**Action item:** Your answer should consist of the lines in the following data that contain "pixel".

** Opening Extracted material block **

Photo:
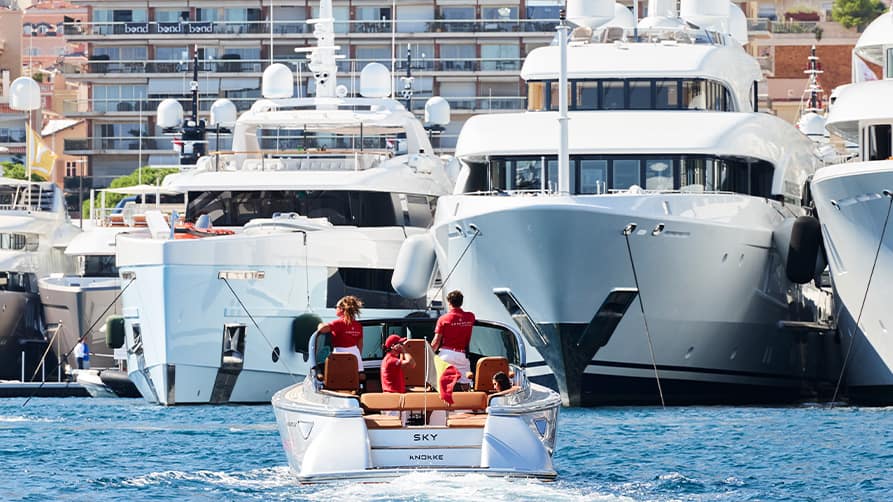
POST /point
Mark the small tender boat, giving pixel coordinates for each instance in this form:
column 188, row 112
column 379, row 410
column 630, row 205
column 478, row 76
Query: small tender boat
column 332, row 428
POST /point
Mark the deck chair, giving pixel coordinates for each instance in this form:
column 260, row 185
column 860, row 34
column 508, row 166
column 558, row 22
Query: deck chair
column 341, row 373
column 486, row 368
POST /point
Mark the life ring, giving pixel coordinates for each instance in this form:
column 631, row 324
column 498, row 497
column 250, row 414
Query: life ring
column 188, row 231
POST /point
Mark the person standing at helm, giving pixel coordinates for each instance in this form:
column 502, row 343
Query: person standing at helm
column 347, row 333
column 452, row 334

** Closing Extracted material block **
** Opening Extracted material block **

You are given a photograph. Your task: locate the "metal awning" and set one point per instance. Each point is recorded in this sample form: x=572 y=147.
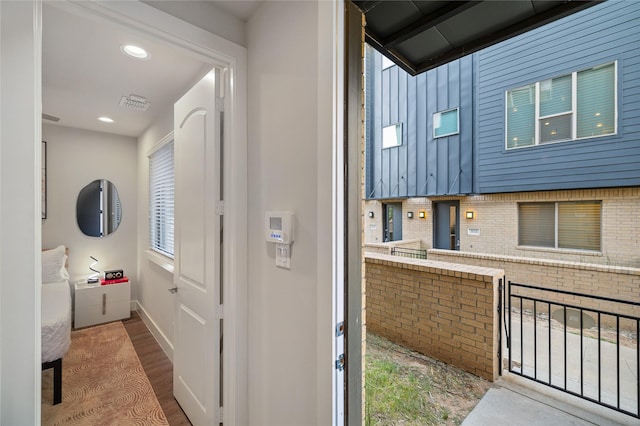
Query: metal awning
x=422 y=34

** Closing Extracted material block **
** Opening Extracted material block **

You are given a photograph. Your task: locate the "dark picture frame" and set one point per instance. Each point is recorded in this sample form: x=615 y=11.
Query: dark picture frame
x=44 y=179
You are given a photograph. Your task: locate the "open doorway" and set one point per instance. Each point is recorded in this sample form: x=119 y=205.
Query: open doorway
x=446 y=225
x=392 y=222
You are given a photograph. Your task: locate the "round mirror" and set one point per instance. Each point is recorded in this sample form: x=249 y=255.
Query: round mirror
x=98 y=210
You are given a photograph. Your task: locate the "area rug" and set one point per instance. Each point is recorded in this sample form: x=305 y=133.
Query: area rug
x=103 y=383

** Closing Extracted material block **

**Solved exercise:**
Mark the small tender boat, giving pixel coordinates for each instance in this form:
Mark the deck chair, giving pixel coordinates for each instance in this form:
Mark the life ring, giving pixel coordinates for each instance in this form:
Mark the person standing at helm, giving pixel coordinates for each instance in this form:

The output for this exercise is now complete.